» **WORK TO COMPLETE**: Reproduce every line of the data below word for word, keeping each number and line break unchanged.

» **GIVEN RECORDS**:
start

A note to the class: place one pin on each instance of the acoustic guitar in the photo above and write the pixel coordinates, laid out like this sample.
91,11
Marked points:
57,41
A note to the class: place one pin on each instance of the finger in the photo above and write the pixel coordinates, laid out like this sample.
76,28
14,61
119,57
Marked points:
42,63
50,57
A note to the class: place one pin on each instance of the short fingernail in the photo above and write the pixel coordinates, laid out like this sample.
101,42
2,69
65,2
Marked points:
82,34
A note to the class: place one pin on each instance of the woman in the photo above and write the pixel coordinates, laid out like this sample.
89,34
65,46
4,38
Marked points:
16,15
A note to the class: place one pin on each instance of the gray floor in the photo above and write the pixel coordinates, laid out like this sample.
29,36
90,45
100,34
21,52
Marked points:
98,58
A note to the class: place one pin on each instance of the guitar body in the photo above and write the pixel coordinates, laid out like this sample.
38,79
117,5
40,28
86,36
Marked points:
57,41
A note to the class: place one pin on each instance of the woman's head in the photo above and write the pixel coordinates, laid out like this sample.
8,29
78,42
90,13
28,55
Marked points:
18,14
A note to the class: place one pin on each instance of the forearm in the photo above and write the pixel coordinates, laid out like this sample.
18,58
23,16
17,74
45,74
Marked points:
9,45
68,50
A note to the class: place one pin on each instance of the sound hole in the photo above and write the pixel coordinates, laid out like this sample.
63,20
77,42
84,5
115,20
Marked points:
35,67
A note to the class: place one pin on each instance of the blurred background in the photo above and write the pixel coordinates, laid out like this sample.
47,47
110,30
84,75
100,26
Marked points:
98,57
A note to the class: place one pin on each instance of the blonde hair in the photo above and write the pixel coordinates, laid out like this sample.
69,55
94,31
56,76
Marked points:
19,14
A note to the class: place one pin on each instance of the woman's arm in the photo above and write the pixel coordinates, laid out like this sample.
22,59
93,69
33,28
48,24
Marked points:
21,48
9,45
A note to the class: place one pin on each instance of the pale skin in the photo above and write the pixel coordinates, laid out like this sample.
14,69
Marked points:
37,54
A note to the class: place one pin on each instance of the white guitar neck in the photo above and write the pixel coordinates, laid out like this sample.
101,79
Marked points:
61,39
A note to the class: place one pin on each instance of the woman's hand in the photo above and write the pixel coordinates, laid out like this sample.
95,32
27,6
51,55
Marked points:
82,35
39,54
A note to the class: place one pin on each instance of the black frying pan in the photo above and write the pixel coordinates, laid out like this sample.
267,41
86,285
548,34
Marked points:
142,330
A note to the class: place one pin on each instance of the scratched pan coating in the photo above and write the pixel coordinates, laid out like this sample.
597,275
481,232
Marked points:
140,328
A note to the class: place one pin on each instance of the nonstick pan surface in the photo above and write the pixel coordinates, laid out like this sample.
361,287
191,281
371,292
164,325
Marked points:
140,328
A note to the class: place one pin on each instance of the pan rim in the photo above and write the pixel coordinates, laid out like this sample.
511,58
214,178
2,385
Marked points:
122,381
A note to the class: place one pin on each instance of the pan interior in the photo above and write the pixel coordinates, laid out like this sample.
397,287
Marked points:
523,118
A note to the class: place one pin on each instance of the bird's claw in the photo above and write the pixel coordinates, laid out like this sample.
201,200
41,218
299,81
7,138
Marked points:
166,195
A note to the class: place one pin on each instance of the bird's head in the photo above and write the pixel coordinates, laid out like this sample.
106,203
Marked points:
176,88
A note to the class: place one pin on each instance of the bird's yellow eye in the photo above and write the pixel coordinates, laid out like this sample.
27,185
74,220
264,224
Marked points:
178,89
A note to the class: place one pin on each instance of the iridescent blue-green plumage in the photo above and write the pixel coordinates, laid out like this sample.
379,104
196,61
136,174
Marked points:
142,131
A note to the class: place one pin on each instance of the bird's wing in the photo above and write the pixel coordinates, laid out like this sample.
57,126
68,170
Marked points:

end

» **FINAL ANSWER**:
A note to the class: place one pin on each instance of the acoustic guitar in the photo above and write the pixel coordinates, laid out like this sample.
91,11
Marked points:
57,41
A note to the class: place one pin on each instance of the finger in the photo above and write the pixel coordinates, laid out like this sample.
76,28
14,61
119,57
Marked points:
42,63
50,57
A note to the class: place one pin on each instance of the short fingernail in the photo above and write the pixel coordinates, laid out like this sample.
101,42
2,69
65,2
Marked points:
82,34
A note to the class: place one pin on each instance of the woman in the photo above and write the pixel coordinates, laid out like this sample.
89,34
65,46
4,38
Marked points:
16,15
A note to the class: place one pin on each instance of the gray floor in the photo above and write the pixel coordinates, laid out like this sample.
29,36
90,45
100,34
21,52
Marked points:
98,58
A note to the class: place one pin on each instance of the guitar body in the photo above and write the pixel coordinates, laid out like this sample.
38,79
117,5
40,28
86,36
Marked points:
57,41
A note to the class: place one pin on each instance of the woman's head in the photo above and write the pixel coordinates, laid out like this sample.
8,29
78,42
90,13
28,55
Marked points:
18,14
A note to the class: place one pin on each instance of the forearm in the photo above and write the pixel coordinates, laid out like this sample.
18,58
23,16
17,74
45,74
Marked points:
9,45
68,50
A note to the class: place one pin on each instance of the sound hole in the photo above and write the pixel coordinates, laid out like this sample.
63,20
77,42
84,5
115,20
Marked points:
35,67
A note to the class: place one pin on each instance of the blurred background in the photo above and write the pixel coordinates, laid out like this sample.
47,47
110,30
84,75
100,26
Marked points:
98,57
A note to the class: place one pin on each instance of the blonde hair in the photo above and write the pixel coordinates, laid out like this sample.
69,55
94,31
56,76
Marked points:
19,14
A note to the class: place one pin on each instance of the woman's arm in the photo above and write the pixel coordinates, laid out like this sample.
22,59
93,69
33,28
48,24
Marked points:
21,48
9,45
A note to the class: place one pin on each instance of the pale skin in the photo above and write the pixel coordinates, laid out like this sample.
14,69
Marked points:
37,54
A note to the class: place one pin on each instance of the white guitar neck in the photo above and write the pixel coordinates, laid out like this sample.
101,79
Marked points:
61,39
A note to the class: place one pin on each instance of the woman's hand in the photo above and write the pixel coordinates, laid out like this sample.
95,32
27,6
51,55
Marked points:
82,35
39,54
A note to the class: place one pin on each instance of the black frying pan in the photo above and write the pixel coordinates, laid out like this sample.
267,41
86,285
548,34
Marked points:
142,330
A note to the class: place one pin on each instance of the scratched pan coating in the photo above and write the pixel coordinates, laid out like this sample.
597,275
481,232
Marked points:
140,328
A note to the class: place one pin on each instance of the nonstick pan surface in the photo above and write the pixel coordinates, laid out like this sample.
361,287
191,281
371,292
164,325
Marked points:
140,328
A note to the class: place one pin on each instance of the pan rim in the photo above and write the pixel coordinates, laid out like this sample.
511,58
214,178
2,385
Marked points:
122,381
A note to the class: place one pin on each instance of the pan interior in the photo above and write the pixel coordinates, laid out like this sample.
397,287
Marked points:
523,118
A note to the class: place one pin on each instance of the bird's claw in the photo above and write the pixel coordinates, laid out like this sample.
201,200
41,218
299,81
7,138
Marked points:
166,195
A note to the class: place one pin on each instance of the bird's head in the photo above and write the pixel coordinates, laid out like this sample.
106,203
Marked points:
176,88
A note to the class: place one pin on each instance of the bird's yellow eye in the photo above and write the pixel coordinates, laid out like this sample.
27,185
74,220
264,224
Marked points:
178,89
A note to the class: place one pin on each instance of the iridescent blue-green plumage in the photo above and write the pixel coordinates, laid out like this sample.
379,104
196,61
136,174
Marked points:
142,131
A note to the class: place one pin on each instance of the bird's wing in the photo above and write the pixel coordinates, laid out like this sample.
57,126
68,170
Marked points:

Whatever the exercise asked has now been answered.